BEGIN Given text

The elasticsearch nodes are all containerised, first thing we can see is that some of the containers had been recently restarted. By the time I had ssh’d in, there were 3 of 3 nodes in the cluster, and we had a master. CPU was high as the cluster was rebalancing shards.

Discovery

Looking at 2 of the nodes showed

    curl localhost:9200/_cluster/health?pretty
    {
    "cluster_name" : "my-cluster",
    "status" : "red",
    "timed_out" : false,
    "number_of_nodes" : 3,
    "number_of_data_nodes" : 3,
    "active_primary_shards" : 2843,
    "active_shards" : 3162,
    "relocating_shards" : 0,
    "initializing_shards" : 12,
    "unassigned_shards" : 9280,
    "delayed_unassigned_shards" : 0,
    "number_of_pending_tasks" : 87,
    "number_of_in_flight_fetch" : 8213
    }

Then on checking the third node

    curl localhost:9200/_cluster/health?pretty
    {
    "error" : "MasterNotDiscoveredException[waited for [30s]]",
    "status" : 503
    }

Looking at the elasticsearch logs

    Exception: java.lang.OutOfMemoryError thrown from the UncaughtExceptionHandler in thread "elasticsearch[i-instance][[http_server_worker.default]][T#8]"

END Given text

## Job
In the Elasticsearch troubleshooting text above, what error did the cluster health check return on the third node?

BEGIN Rows

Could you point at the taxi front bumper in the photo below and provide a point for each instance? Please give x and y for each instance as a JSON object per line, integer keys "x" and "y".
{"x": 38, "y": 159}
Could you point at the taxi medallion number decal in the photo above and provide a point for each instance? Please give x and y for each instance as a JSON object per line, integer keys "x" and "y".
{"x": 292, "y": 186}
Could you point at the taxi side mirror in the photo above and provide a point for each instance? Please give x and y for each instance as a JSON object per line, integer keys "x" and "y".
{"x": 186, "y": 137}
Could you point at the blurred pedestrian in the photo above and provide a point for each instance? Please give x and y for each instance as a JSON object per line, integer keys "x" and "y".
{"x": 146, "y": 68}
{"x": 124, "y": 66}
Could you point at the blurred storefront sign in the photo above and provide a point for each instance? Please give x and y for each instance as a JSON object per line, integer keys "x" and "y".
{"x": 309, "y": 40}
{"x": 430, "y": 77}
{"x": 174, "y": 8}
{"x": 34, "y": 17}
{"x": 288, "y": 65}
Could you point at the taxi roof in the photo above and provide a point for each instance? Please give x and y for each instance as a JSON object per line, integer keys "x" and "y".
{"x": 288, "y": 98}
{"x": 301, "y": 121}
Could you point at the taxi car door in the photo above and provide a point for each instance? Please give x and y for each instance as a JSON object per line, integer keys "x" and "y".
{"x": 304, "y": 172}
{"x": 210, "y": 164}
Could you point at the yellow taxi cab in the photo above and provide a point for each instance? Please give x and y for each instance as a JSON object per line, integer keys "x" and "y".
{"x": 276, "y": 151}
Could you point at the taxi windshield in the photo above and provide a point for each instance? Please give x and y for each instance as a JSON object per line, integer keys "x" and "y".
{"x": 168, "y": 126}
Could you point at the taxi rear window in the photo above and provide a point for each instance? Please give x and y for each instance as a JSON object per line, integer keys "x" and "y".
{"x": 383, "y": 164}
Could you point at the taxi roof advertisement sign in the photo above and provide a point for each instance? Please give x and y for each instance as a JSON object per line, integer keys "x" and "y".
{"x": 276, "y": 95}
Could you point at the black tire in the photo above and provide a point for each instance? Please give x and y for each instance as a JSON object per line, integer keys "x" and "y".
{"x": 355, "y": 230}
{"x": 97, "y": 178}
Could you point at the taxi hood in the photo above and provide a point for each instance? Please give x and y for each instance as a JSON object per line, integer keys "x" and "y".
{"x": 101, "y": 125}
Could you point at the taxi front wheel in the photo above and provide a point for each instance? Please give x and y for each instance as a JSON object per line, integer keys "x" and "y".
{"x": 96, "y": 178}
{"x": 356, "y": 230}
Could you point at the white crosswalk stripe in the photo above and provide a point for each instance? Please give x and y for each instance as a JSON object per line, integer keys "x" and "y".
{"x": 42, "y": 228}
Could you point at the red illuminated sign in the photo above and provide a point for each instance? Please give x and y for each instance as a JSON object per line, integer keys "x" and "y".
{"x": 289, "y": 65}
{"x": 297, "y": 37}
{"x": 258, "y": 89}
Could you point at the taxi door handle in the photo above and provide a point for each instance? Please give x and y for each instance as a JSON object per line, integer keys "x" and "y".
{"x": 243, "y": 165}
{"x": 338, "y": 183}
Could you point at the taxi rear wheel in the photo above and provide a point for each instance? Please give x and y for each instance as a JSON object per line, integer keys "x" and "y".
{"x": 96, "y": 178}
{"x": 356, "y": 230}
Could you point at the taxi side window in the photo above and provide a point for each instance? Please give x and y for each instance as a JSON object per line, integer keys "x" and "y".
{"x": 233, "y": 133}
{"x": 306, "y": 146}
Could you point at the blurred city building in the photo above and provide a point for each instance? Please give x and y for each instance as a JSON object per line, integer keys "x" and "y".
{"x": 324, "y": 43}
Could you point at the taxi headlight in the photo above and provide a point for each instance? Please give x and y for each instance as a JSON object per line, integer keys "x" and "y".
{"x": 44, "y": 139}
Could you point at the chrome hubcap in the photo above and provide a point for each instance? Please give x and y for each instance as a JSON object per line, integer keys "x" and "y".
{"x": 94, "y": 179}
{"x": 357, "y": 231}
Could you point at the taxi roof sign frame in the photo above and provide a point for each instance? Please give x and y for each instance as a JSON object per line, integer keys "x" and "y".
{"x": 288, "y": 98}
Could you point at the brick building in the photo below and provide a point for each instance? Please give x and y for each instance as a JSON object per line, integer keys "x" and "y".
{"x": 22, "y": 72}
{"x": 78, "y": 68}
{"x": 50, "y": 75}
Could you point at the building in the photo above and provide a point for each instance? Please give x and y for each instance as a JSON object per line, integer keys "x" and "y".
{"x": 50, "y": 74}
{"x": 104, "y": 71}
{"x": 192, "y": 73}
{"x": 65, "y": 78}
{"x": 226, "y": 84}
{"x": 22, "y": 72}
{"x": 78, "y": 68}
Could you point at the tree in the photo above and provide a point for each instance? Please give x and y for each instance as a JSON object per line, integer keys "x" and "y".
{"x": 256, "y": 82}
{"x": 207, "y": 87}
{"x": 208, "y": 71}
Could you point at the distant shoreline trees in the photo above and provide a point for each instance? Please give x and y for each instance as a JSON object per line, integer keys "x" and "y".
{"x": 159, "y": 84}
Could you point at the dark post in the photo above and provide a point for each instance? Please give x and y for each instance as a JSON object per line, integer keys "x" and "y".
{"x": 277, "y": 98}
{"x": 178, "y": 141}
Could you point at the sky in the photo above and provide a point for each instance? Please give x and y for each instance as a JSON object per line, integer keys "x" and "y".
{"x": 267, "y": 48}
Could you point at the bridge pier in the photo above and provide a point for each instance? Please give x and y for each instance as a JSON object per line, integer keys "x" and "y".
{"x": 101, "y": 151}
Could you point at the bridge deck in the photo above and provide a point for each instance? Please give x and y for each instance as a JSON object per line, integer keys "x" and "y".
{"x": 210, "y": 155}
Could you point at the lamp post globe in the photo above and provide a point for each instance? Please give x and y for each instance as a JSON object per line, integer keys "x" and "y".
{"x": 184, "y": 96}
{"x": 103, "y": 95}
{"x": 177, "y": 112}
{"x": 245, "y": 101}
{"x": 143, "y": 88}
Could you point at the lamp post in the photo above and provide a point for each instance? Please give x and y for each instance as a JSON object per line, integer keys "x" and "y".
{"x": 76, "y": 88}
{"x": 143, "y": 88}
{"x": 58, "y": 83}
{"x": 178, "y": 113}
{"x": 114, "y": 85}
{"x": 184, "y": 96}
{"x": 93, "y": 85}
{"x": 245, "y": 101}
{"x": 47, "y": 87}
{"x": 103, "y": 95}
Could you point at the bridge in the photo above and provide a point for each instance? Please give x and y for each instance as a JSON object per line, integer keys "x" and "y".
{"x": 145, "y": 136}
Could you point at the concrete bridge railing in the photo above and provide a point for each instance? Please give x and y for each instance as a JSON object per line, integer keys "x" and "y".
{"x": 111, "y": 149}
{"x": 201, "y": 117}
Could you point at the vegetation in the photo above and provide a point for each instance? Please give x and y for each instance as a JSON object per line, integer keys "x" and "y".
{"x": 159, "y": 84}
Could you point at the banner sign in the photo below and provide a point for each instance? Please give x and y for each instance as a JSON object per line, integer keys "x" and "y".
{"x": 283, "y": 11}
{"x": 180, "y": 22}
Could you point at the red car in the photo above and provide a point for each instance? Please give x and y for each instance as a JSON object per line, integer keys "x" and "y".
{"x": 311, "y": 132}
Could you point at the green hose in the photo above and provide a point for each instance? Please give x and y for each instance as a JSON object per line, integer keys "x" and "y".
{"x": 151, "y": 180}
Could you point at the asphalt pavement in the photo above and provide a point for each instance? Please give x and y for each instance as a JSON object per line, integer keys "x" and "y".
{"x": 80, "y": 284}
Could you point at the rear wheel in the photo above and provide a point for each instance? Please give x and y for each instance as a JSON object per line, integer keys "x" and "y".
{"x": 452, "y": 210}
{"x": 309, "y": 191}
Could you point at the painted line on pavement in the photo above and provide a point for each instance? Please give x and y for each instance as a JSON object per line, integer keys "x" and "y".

END Rows

## Final answer
"MasterNotDiscoveredException[waited for [30s]]", with status 503.